--- Exercise instructions ---
Continue the forum thread below about trading zebrawood pen blanks, picking up right after its last line.

# zebra wood pen blanks



## robert421960 (Dec 9, 2010)

so i bought 10 of these blanks and am preparing to make some pens i hope:yes::yes:
would anybody maybe wanna do some trading for something different?


----------



## BassBlaster (Nov 21, 2010)

I saw your post over at WB about these blanks. I'm interested in a swap with you. I have plenty of zebrawood though. Any chance you have a couple of smallish (6" X 3") bowl blanks youd wanna trade? Wouldnt have to be any burls or high end wood, just a nice blank or two. I'd offer up a nice SFRB selection of pen blanks.:thumbsup:

Once you start turning pens, its hard to stop, just a warning!! Lol


----------



## robert421960 (Dec 9, 2010)

why do you think i bought 10 blanks even before i turned any:laughing::laughing::laughing:
ill see what i might be able to do with ya


----------



## RusDemka (Jun 9, 2012)

Robert, bass has some nice pen blanks, I'm warning you he will make you want to come back for more once you see what he sends you, consider yourself warned


----------



## RusDemka (Jun 9, 2012)

Zebra wood is nice, even better when its diagonaly cut,, here is a picture of a pen i made from zebrawood diagonaly cut..
actually just sold this one couple days ago online:yes:


----------



## robert421960 (Dec 9, 2010)

and here i thought i was getting into something cheap:laughing::laughing::laughing::laughing:
thanks for the warning


----------



## RusDemka (Jun 9, 2012)

robert421960 said:


> and here i thought i was getting into something cheap:laughing::laughing::laughing::laughing:
> thanks for the warning


well if you have freinds and you can trade with them its not too bad, the addicting part is that you have a finished product in less than an hour depending on how well you can turn quickly..


----------



## robert421960 (Dec 9, 2010)

Ok bass here is what I have tell me what ya think


----------



## BassBlaster (Nov 21, 2010)

Ooooo, live edge and you allready rounded them for me!! Sweet!!:thumbsup:

Im going to have to send you some super nice blanks for those!!

Are these dry or green? Dosnt matter either way, just curious.

I'll get a pic up for you as soon as I pick out blanks that are worthy of this trade. Thanks!!


----------



## robert421960 (Dec 9, 2010)

BassBlaster said:


> Ooooo, live edge and you allready rounded them for me!! Sweet!!:thumbsup:
> 
> Im going to have to send you some super nice blanks for those!!
> 
> ...


one is green but almost dry i hope
the other 3 are dry and the bark is kinda loose and rotten on the outside
all the wood is solid though


----------



## BassBlaster (Nov 21, 2010)

--- Material shown ---
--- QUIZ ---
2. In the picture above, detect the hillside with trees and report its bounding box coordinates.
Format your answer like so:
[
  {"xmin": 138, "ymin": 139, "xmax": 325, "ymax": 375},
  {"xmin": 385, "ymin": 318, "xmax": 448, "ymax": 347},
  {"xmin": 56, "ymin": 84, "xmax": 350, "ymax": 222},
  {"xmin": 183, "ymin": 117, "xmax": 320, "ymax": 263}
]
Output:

==

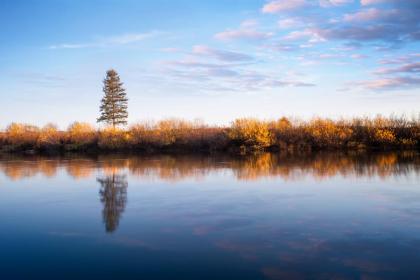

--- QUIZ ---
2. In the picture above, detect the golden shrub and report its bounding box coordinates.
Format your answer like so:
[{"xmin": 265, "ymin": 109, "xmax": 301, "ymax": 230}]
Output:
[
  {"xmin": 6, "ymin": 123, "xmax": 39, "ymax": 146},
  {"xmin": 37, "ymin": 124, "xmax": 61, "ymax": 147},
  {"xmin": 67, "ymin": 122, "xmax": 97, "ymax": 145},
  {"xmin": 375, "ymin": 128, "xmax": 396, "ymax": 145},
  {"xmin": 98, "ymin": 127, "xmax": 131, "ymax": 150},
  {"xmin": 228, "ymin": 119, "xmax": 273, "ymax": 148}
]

--- Reply to the task ---
Sounds good. I'm getting ready for work now but I should have time in the morning to get your box together. Thanks again!!:thumbsup:


----------



## BassBlaster (Nov 21, 2010)

These should keep you busy for awhile.:laughing: If you like these, I'll get em packed up and headed your way. Probably be tomorrow AM before I can get to the PO though. Go ahead and PM me your address too. Thanks again!!:thumbsup:

Oh, the bottom blanks are a couple of 2 tone walnut PM blanks that I thought you might like. All the blanks are labeled, the label side is just turned down for the pic.


----------



## robert421960 (Dec 9, 2010)

dude that is awesome
now ill have to spend a fortune buying pen kits:laughing::laughing:
thanks for doing this with me


----------



## RusDemka (Jun 9, 2012)

BassBlaster said:


> These should keep you busy for awhile.:laughing: If you like these, I'll get em packed up and headed your way. Probably be tomorrow AM before I can get to the PO though. Go ahead and PM me your address too. Thanks again!!:thumbsup:
> 
> Oh, the bottom blanks are a couple of 2 tone walnut PM blanks that I thought you might like. All the blanks are labeled, the label side is just turned down for the pic.


You can't see me, but I'm drooling all over my desk at work, Robert I think I gave you a fair warning, now you will be "hookedonpens" LOL....


----------



## robert421960 (Dec 9, 2010)

RusDemka said:


> Robert I think I gave you a fair warning, now you will be "hookedonpens" LOL....


No Ill be Banging Pens:laughing::laughing::laughing:


----------



## RusDemka (Jun 9, 2012)

robert421960 said:


> No Ill be Banging Pens:laughing::laughing::laughing:


:laughing:


----------



## BassBlaster (Nov 21, 2010)

robert421960 said:


> dude that is awesome
> now ill have to spend a fortune buying pen kits:laughing::laughing:
> thanks for doing this with me


 No problem man, thank you!! I packed these all up and I'll get em over to the PO in the morning.


----------



## robert421960 (Dec 9, 2010)

i didnt get yours out today either but will tommorrow:yes:


----------



## BassBlaster (Nov 21, 2010)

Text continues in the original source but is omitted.